> [What you should do]:
Please copy every line of the records below that holds the word "hard".

Region pointing data
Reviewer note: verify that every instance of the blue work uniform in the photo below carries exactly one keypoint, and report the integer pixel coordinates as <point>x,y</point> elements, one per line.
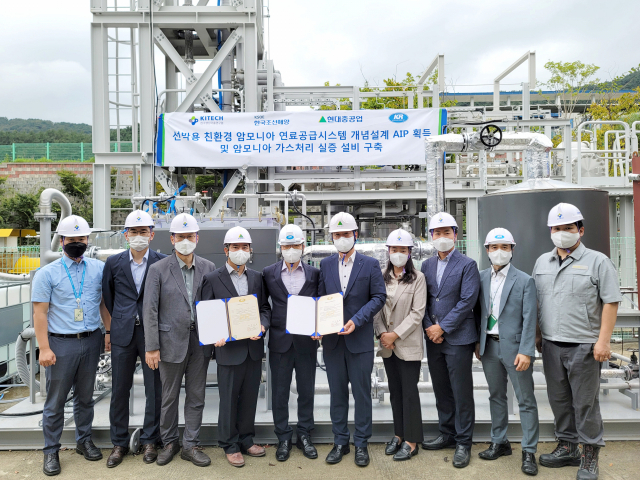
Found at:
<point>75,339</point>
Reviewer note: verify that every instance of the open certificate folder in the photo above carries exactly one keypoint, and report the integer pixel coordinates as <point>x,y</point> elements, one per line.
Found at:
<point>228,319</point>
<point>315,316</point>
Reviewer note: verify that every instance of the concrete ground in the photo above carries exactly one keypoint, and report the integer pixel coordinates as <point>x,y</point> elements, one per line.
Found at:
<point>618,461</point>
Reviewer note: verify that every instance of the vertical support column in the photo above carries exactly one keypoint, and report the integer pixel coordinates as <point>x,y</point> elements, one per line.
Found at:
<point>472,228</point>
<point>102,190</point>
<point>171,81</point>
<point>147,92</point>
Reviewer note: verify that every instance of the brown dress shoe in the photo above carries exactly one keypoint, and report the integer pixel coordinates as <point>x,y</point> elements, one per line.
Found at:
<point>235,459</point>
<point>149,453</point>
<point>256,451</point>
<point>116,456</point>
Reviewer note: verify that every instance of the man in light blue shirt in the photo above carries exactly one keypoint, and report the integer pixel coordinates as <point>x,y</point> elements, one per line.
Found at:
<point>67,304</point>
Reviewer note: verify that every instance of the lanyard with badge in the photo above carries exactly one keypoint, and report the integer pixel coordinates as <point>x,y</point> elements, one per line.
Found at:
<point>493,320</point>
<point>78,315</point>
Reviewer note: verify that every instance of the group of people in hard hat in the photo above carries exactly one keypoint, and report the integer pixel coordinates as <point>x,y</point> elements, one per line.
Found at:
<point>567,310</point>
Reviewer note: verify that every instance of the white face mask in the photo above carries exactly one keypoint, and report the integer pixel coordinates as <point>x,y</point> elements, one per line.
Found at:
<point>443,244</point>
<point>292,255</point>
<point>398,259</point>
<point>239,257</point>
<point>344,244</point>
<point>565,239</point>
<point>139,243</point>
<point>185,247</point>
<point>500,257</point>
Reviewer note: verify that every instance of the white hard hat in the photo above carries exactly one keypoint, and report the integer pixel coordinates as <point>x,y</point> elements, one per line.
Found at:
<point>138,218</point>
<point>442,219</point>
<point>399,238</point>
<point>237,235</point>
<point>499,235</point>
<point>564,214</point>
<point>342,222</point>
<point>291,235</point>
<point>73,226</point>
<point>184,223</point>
---
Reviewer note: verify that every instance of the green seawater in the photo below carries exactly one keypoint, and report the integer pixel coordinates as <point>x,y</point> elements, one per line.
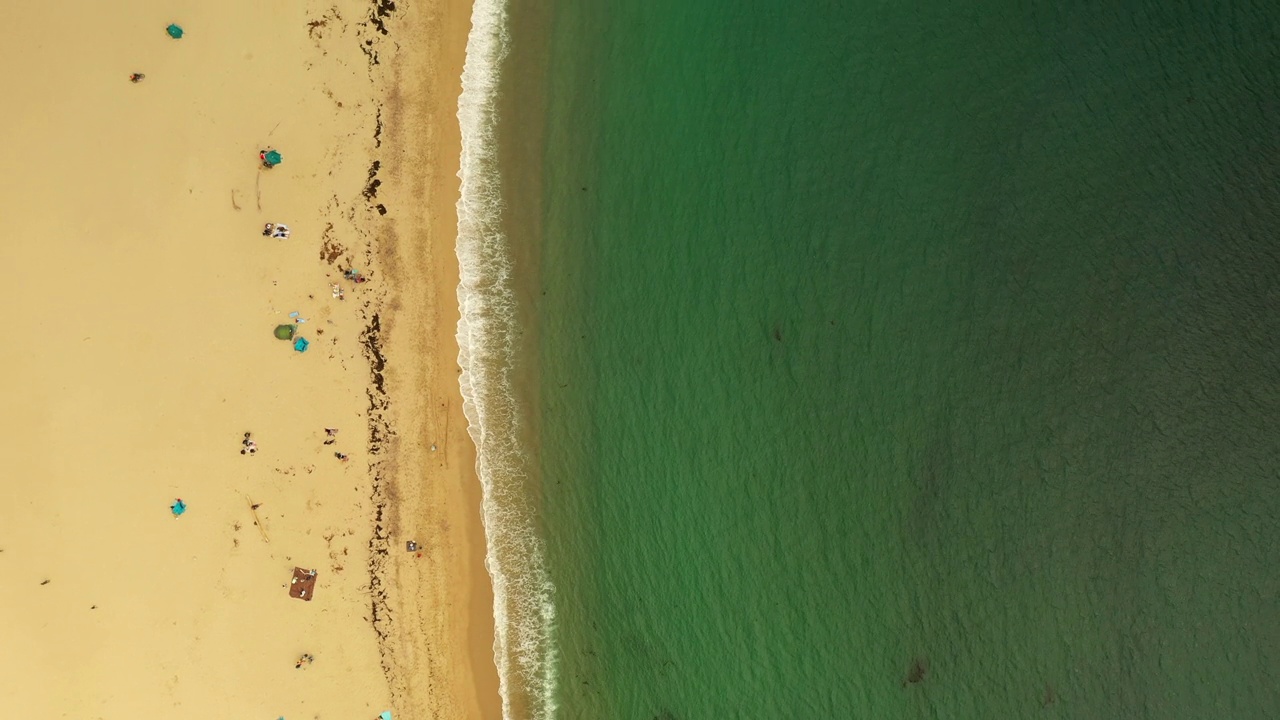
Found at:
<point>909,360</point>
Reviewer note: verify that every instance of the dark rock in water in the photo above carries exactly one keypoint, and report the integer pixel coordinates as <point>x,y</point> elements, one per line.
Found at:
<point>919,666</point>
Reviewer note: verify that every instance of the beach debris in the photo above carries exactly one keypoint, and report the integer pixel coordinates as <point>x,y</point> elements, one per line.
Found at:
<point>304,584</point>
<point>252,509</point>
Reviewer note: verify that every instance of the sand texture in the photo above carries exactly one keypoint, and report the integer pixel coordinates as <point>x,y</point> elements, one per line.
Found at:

> [Answer box]:
Reviewer note: verify that every instance of the group of people in hard hat in the photo above carries exactly one keypoint, and report the integer pixel coordinates as <point>x,y</point> elements, one per line.
Reviewer note: verify that every instance of the white hard hat in the photo above carries exactly one keypoint, and report the integer pixel coordinates as <point>x,y</point> elements, one per line.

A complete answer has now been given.